** Opening MATERIAL TO PROCESS block **

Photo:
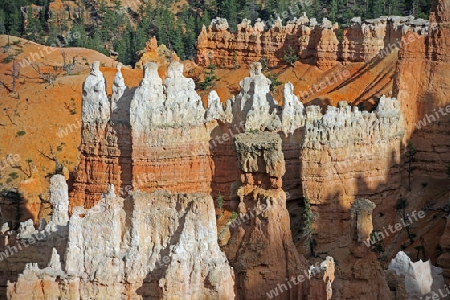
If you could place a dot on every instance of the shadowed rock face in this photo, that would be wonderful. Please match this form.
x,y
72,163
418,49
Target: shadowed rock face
x,y
150,246
207,154
311,41
260,249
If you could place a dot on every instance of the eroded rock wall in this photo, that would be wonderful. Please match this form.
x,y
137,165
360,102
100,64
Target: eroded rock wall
x,y
311,41
150,246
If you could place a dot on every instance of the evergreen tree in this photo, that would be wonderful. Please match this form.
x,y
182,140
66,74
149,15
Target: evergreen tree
x,y
33,31
2,22
189,38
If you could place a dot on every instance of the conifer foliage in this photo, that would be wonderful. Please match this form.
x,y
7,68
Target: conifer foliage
x,y
113,27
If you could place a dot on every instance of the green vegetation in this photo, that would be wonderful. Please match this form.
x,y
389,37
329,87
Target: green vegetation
x,y
127,31
274,79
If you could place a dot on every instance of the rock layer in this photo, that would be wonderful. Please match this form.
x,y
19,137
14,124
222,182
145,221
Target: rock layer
x,y
310,41
152,246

** Closing MATERIAL TO PROCESS block **

The listing is to be repeated word for word, with all pictures omitted.

Photo:
If you could place a dot on every instance of the shadowed rock face in this photo, that would be wonderful. Please match this form.
x,y
72,163
418,49
Target: shadowed rock face
x,y
150,246
207,154
311,41
260,249
If you could place a dot on every instance of the eroded rock wall in this photo, that would be wonderful. Please match this form.
x,y
137,165
360,102
100,64
Target: eroded rock wall
x,y
311,41
150,246
If you could place a dot on every instance of the evergreen tree in this photo, that would be wonderful. Please match this form.
x,y
182,140
66,74
149,15
Target: evergreen tree
x,y
33,31
2,22
189,38
If you could place a dot on every instance of the conifer foliage in this photo, that would be wonderful. Please match this form.
x,y
7,68
Target: conifer foliage
x,y
113,27
If you could place a dot on every instance of the green vegetation in this photo, that would be wonderful. Please match this form.
x,y
389,37
329,87
Target: green vegetation
x,y
127,31
274,79
If you could place a dot on every instance of the rock layer in this photo, that would be wonderful. Please match this form.
x,y
19,137
14,124
222,182
145,221
Target: rock layer
x,y
310,41
152,246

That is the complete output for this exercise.